*Questions:*
a: In the post about GM and Washington, what role does the author expect the government to take in GM's pre-packaged bankruptcy?
b: Carry on the post about GM and Washington, picking up after its final sentence.
Extracted text below:
GM and Washington - Finally an "Adult" Response

I just finished listening to President Obama’s speech regarding the auto industry and I found it refreshing compared to the rhetoric that has been dealt us up to this point. It sounds to me as though we are headed for a pre-packaged bankruptcy for GM with the government standing in as the DIP financier. This is what I thought should have happened in the first place, but I think the last administration kicked the can down the road. Thankfully, down the road was an adult who picked up the can to begin cleaning up the mess.
End of Extracted text.
Entries supplied below:
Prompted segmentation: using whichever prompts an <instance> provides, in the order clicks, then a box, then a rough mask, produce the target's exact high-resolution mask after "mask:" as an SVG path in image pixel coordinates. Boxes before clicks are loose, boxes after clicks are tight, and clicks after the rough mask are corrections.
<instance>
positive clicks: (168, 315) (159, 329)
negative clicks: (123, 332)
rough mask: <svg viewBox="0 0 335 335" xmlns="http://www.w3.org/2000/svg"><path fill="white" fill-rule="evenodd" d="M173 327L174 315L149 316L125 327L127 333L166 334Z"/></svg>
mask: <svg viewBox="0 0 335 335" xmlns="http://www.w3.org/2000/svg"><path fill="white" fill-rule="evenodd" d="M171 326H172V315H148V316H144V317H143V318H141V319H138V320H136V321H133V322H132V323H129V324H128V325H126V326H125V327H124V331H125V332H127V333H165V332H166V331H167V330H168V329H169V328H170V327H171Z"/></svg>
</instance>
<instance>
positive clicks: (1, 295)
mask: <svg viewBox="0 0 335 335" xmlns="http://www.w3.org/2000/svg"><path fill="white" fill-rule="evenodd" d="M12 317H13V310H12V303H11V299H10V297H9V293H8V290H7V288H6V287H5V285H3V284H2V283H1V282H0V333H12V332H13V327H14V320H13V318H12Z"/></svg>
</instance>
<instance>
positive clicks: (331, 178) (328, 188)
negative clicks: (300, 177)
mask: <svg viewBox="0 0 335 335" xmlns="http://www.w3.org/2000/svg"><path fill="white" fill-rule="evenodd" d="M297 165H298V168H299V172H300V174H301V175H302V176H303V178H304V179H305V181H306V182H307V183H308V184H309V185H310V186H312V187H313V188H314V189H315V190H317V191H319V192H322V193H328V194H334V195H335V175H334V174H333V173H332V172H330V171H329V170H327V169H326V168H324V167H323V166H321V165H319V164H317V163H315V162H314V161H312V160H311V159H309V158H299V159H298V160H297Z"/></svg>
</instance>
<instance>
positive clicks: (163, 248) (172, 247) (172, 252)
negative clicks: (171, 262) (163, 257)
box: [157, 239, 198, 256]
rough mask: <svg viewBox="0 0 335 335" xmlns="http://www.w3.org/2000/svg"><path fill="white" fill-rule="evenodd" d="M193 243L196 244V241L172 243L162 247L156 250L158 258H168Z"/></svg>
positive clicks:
End of Entries supplied.
*Answers to the tasks:*
a: The government would stand in as the DIP financier.

b:
Of course this will mean some disturbing things, especially for union employees. In particular, this probably means lower wages and cuts in benefits to both employees and retirees. Even if bankruptcy is avoided the stakeholders are now under intense pressure to give up ground. It’s hard to see how we get back on track when we cut wages – this doesn’t help stimulate aggregate demand. In fact it enforces the deflationary momentum. (Hold on, I need to mute the television. That Kudlow guy is on making some noise about this. How is he still a commentator on CNBC after being dead wrong about almost everything over the past couple of years? Goldilocks economy my a$$.) Anyway, I am encouraged that the administration is taking what I consider to be the correct position on the automakers even though there is downside on the wage front. The entire mess brings the issues of trade front and center, and I expect this will be one of the most difficult dances for us to do. Is it too late to stop pushing the US down to a Global wage or can we somehow reverse this trend at a time when we need the world to finance our bailouts? Any thoughts?